== Segment start ==

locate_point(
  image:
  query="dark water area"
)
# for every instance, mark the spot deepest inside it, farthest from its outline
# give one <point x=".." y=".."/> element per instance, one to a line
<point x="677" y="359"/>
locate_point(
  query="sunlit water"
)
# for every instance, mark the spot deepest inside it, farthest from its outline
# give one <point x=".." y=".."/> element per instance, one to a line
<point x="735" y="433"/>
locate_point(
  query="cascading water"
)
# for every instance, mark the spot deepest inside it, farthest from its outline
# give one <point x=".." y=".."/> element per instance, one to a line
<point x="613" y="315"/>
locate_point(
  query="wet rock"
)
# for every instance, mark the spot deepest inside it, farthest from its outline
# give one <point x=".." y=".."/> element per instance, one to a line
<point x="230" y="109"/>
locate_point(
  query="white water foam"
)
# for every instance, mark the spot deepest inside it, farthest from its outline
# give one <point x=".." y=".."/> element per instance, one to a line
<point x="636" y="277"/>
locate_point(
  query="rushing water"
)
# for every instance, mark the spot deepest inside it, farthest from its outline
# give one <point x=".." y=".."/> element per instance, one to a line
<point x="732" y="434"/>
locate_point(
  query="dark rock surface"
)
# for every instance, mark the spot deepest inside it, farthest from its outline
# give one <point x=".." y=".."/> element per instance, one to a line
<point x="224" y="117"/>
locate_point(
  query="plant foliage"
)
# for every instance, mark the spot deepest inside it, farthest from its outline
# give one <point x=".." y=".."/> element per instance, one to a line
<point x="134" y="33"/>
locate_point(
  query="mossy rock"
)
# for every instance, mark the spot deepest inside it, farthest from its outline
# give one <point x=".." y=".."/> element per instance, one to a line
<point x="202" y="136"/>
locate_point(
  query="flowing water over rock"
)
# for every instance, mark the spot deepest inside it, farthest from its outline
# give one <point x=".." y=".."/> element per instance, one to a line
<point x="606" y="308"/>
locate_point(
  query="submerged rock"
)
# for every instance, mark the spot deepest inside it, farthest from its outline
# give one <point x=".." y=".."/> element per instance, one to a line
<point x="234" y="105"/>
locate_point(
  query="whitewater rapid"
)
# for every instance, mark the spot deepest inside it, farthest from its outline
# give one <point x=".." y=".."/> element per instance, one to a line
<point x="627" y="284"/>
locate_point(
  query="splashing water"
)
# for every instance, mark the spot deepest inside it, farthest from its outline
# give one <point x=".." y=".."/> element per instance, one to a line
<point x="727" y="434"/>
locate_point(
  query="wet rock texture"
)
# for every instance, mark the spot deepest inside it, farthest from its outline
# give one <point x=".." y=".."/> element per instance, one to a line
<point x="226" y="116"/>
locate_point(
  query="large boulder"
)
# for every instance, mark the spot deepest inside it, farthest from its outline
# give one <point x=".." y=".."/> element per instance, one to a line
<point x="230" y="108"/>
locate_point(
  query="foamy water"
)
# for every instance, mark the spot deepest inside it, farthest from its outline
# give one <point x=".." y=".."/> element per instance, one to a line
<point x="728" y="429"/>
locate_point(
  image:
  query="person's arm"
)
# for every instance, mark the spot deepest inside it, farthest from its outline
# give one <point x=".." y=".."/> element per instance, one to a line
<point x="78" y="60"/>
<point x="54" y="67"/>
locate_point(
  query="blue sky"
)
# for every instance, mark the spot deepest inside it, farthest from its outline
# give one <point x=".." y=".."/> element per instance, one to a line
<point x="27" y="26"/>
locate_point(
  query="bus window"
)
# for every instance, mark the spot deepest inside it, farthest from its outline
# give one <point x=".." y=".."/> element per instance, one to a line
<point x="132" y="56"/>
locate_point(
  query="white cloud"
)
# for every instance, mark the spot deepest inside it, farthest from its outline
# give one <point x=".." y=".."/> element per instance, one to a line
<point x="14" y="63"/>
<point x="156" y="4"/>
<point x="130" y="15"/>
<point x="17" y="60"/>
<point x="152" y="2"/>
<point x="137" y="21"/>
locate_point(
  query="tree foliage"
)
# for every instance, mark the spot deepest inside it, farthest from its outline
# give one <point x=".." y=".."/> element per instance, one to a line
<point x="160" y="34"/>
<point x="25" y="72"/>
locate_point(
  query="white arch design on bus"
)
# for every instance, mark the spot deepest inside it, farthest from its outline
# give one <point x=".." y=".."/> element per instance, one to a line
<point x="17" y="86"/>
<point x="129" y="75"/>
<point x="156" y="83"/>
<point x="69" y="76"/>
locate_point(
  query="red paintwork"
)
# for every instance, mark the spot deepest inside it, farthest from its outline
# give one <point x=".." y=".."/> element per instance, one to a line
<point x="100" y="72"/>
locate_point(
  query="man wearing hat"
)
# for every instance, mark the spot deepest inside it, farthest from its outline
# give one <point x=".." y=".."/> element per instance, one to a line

== Segment end ==

_WHAT TO WORK ON_
Search the data for "rock". Copy every line that has it.

_SOLUTION_
  query="wet rock"
  query="dark rock surface"
  query="mossy rock"
  query="flowing water over rock"
  query="submerged rock"
  query="wet rock texture"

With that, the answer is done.